• What is needed
Rewrite the lines below with "white stripe" renamed to "painted band" everywhere and nothing else changed, leaving the pictures out.

• Records from a data source
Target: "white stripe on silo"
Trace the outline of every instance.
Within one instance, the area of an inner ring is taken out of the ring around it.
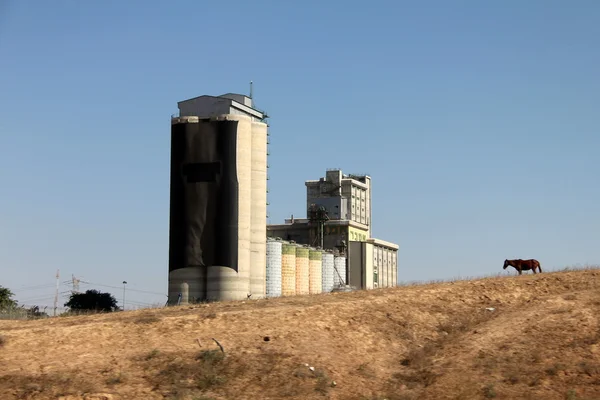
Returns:
[[[323,252],[322,259],[323,279],[321,286],[323,293],[329,293],[333,289],[333,254]]]
[[[281,241],[267,241],[267,297],[281,296],[281,249]]]
[[[267,251],[267,124],[252,122],[250,293],[265,297]]]
[[[294,296],[296,294],[296,249],[292,243],[283,242],[281,245],[281,294]]]
[[[308,247],[296,249],[296,294],[309,294]]]
[[[323,291],[323,252],[321,250],[310,249],[308,259],[308,290],[310,294],[318,294]]]
[[[219,115],[219,121],[238,121],[236,174],[238,180],[238,270],[211,266],[207,270],[206,297],[210,301],[244,300],[250,291],[250,224],[252,215],[252,122],[244,115]]]
[[[179,293],[182,294],[182,284],[188,285],[188,301],[191,303],[204,300],[205,277],[204,267],[187,267],[173,270],[169,273],[169,304],[177,304]]]
[[[338,256],[333,261],[333,286],[340,287],[347,285],[346,282],[346,257]]]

• The response
Target: "painted band on silo"
Trace the outline of every instance.
Within one instance, the area of an inner ring is taken out of the ring around it.
Returns:
[[[323,252],[322,259],[323,279],[321,286],[323,293],[329,293],[333,289],[333,254]]]
[[[281,241],[267,241],[267,297],[281,296],[281,249]]]
[[[267,251],[267,124],[252,122],[250,293],[265,297]]]
[[[294,296],[296,294],[296,249],[292,243],[283,242],[281,245],[281,294]]]
[[[308,247],[296,249],[296,294],[309,294]]]
[[[323,291],[323,252],[321,250],[310,249],[308,259],[308,290],[310,294],[318,294]]]
[[[219,115],[219,121],[238,121],[236,174],[238,180],[238,270],[211,266],[207,270],[206,297],[210,301],[244,300],[250,291],[250,224],[252,215],[252,122],[244,115]]]
[[[179,293],[182,294],[182,284],[188,285],[188,301],[191,303],[204,300],[205,277],[204,267],[187,267],[173,270],[169,273],[169,304],[177,304]]]
[[[338,256],[333,261],[333,286],[340,287],[347,285],[346,282],[346,257]]]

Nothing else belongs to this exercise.